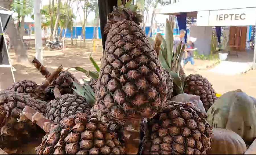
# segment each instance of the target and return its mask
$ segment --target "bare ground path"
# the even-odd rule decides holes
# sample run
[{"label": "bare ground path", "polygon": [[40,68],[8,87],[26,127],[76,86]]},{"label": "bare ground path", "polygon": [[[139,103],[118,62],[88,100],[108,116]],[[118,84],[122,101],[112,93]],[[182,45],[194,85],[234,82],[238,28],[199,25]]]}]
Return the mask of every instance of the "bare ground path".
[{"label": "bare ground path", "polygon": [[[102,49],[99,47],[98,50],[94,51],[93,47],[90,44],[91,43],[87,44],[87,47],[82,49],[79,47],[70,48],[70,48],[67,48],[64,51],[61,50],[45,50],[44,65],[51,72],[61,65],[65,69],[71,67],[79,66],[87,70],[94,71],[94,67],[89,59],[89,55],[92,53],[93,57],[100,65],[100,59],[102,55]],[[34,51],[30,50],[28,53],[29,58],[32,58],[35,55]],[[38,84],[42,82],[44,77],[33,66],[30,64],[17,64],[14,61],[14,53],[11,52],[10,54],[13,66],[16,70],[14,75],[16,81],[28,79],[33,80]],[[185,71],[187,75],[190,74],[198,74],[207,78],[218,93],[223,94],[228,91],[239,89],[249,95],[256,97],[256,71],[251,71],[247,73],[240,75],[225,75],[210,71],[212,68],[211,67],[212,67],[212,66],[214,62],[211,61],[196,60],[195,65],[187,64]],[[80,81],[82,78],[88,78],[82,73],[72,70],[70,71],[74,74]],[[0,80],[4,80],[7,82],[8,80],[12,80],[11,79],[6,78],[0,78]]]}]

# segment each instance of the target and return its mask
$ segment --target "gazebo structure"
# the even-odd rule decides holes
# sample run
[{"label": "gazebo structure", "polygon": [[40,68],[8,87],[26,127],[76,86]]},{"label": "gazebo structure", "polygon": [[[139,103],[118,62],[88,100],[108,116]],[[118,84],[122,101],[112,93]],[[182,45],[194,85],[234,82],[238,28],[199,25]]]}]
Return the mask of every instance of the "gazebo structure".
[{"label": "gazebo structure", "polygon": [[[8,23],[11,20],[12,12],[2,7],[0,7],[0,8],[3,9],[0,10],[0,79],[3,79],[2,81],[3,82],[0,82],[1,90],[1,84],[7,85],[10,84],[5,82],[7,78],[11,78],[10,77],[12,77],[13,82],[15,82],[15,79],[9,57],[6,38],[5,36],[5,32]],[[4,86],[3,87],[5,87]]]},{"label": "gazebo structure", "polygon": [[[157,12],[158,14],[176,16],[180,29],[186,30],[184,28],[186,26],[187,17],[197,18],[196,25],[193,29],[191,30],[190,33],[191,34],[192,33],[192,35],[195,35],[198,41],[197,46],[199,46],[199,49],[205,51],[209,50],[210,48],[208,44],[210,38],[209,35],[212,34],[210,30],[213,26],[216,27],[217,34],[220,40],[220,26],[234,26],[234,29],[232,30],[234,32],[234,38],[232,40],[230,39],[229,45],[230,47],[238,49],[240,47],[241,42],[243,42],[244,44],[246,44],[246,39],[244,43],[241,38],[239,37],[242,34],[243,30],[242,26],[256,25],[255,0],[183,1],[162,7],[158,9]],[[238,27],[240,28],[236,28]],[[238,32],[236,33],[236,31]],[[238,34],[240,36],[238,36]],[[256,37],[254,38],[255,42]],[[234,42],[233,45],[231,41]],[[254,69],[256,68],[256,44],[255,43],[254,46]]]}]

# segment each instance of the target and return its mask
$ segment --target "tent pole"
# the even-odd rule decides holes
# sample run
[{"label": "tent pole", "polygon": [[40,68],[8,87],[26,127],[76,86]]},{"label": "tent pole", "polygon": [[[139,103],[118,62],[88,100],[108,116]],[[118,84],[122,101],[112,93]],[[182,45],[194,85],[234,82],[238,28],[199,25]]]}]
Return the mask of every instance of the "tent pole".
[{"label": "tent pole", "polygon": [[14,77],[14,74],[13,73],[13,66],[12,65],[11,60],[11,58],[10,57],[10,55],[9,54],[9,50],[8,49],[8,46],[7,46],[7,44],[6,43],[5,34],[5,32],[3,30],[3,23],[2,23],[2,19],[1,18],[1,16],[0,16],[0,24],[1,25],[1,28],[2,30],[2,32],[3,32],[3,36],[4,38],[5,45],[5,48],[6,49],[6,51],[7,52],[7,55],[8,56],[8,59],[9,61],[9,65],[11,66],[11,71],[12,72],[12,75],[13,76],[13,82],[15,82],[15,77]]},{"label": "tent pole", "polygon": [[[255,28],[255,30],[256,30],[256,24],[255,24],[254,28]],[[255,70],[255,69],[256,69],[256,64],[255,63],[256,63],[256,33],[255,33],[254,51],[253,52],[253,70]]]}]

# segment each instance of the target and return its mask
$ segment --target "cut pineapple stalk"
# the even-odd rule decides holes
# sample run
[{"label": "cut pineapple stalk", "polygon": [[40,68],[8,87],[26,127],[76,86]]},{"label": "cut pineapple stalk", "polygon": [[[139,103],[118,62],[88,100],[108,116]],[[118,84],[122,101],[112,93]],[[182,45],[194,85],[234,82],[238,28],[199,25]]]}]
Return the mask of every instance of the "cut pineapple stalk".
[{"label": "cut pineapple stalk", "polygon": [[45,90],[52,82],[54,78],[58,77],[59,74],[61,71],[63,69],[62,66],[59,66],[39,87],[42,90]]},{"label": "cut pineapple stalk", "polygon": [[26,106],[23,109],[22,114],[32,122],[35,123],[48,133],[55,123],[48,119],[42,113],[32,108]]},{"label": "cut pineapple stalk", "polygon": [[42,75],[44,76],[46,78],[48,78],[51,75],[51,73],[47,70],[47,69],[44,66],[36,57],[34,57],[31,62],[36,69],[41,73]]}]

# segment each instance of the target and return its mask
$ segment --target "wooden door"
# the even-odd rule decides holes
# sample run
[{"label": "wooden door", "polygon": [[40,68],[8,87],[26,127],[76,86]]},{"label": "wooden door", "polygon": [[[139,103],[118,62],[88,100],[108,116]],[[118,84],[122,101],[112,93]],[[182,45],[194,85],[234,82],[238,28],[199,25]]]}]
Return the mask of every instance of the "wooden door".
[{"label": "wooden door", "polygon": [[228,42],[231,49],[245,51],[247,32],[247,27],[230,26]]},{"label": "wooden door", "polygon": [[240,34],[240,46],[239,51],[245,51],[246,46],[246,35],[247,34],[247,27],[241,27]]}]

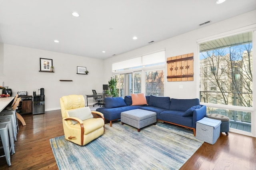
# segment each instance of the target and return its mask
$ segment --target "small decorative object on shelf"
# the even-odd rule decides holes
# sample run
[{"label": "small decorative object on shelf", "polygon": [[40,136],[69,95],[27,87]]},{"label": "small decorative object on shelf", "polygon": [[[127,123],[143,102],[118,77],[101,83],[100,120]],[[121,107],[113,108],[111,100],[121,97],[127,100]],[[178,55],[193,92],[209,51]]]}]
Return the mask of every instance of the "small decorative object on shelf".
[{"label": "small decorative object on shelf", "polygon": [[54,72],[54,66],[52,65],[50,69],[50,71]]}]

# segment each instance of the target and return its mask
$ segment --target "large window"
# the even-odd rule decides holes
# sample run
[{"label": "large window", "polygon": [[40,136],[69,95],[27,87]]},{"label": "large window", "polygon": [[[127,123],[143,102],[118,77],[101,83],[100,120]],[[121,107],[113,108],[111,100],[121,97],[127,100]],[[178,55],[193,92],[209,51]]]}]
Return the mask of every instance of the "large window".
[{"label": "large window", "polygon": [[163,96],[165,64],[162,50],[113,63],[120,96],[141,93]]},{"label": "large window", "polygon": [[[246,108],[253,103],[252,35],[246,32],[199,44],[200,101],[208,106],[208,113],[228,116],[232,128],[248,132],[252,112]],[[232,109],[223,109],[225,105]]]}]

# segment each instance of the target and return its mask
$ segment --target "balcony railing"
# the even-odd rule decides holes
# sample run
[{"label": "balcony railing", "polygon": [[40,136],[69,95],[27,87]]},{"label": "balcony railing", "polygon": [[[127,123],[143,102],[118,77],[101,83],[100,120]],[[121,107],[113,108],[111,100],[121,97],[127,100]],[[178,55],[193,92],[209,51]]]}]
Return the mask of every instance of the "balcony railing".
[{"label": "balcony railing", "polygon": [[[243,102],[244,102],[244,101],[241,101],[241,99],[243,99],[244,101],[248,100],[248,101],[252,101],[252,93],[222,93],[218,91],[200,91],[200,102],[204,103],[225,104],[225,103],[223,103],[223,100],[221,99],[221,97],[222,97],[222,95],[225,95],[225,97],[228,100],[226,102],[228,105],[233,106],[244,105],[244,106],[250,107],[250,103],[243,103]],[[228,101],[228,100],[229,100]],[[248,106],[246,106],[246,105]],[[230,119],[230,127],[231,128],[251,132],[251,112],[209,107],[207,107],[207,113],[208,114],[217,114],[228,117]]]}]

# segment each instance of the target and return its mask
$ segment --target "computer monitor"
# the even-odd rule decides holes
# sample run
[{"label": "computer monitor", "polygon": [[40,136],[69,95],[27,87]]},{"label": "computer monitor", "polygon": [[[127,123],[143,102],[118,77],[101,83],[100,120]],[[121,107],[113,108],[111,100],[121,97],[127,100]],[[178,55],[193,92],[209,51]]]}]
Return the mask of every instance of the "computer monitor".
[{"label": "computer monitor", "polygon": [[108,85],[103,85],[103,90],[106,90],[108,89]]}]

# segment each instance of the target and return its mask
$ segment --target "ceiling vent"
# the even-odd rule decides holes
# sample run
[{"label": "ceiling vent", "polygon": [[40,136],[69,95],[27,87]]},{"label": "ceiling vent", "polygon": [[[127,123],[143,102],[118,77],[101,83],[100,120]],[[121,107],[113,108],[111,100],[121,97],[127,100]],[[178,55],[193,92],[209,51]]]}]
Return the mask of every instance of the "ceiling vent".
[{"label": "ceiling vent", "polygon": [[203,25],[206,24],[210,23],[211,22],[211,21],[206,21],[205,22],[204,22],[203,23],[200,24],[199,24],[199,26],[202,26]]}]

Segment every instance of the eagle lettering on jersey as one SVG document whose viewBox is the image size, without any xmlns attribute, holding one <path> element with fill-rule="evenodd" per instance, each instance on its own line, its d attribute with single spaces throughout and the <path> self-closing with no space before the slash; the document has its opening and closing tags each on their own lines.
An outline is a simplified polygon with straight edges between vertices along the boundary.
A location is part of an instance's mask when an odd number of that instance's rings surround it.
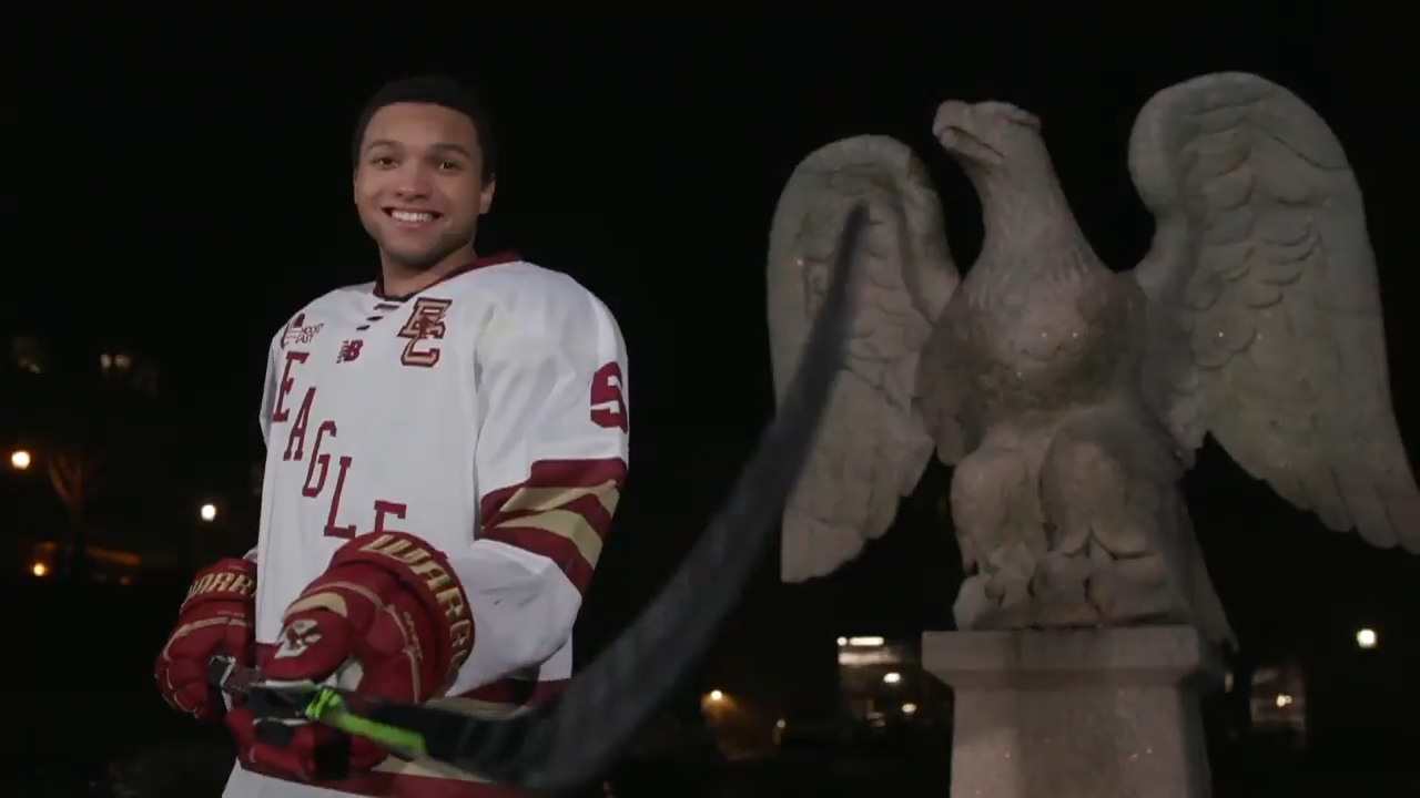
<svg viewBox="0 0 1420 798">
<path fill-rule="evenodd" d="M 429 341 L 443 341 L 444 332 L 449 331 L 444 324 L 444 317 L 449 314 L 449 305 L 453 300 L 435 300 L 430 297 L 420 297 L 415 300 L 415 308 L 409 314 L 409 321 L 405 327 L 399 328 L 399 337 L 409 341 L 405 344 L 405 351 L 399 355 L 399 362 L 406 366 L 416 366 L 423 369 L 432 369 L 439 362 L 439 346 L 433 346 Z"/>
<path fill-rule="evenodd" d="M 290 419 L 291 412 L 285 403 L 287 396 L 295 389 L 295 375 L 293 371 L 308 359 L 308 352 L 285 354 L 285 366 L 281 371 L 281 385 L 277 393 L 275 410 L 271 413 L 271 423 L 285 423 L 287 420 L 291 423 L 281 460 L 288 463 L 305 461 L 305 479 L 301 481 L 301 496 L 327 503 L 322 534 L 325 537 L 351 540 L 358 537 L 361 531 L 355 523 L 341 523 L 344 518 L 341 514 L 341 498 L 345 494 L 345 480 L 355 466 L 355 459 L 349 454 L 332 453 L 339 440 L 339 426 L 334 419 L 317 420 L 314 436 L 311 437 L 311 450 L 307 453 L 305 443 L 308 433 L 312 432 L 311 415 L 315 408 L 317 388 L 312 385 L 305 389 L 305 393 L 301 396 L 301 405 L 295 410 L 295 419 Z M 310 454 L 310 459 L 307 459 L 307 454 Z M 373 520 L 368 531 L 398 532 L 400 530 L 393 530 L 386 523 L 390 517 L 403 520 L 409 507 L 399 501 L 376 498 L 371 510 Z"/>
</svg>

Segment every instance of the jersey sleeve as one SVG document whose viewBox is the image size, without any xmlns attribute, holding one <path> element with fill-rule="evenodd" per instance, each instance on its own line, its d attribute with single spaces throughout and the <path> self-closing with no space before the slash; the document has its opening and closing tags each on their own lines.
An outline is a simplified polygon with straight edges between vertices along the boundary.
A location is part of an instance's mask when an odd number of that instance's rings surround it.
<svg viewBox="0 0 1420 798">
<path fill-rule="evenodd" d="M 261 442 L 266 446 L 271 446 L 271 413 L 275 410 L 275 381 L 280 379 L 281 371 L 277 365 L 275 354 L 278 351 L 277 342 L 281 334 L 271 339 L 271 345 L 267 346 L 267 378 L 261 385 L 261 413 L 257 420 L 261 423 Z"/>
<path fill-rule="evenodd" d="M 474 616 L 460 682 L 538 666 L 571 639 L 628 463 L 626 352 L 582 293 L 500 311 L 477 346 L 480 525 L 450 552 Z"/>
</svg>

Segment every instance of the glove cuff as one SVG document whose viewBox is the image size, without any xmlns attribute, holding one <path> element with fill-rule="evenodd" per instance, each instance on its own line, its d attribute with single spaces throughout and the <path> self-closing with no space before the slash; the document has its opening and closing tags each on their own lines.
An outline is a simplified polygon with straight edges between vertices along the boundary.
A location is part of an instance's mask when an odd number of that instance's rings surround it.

_ _ _ _

OBJECTIVE: Convert the material from the line containing "Segment every instance of the glove" through the end of the material into a Markdown table with a column n for the row number and a column Line for the line itself, leaving out any blank lines.

RESPONSE TO THE TASK:
| n | Line |
|---|---|
| 1 | Segment every instance of the glove cuff as one SVG document whose viewBox is the image size, without any xmlns attribute, holding one <path> element with fill-rule="evenodd" per instance, each instance on its own line, its d attribute with single spaces throughout and the <path> self-closing with no space before the slash; the document has its opening and closing tags each on their own lines. |
| 2 | An outline is a simplified polygon with straight edges between vertices along the boundary. |
| 3 | A location is part of an instance's mask when an odd number of that instance's rings surround it. |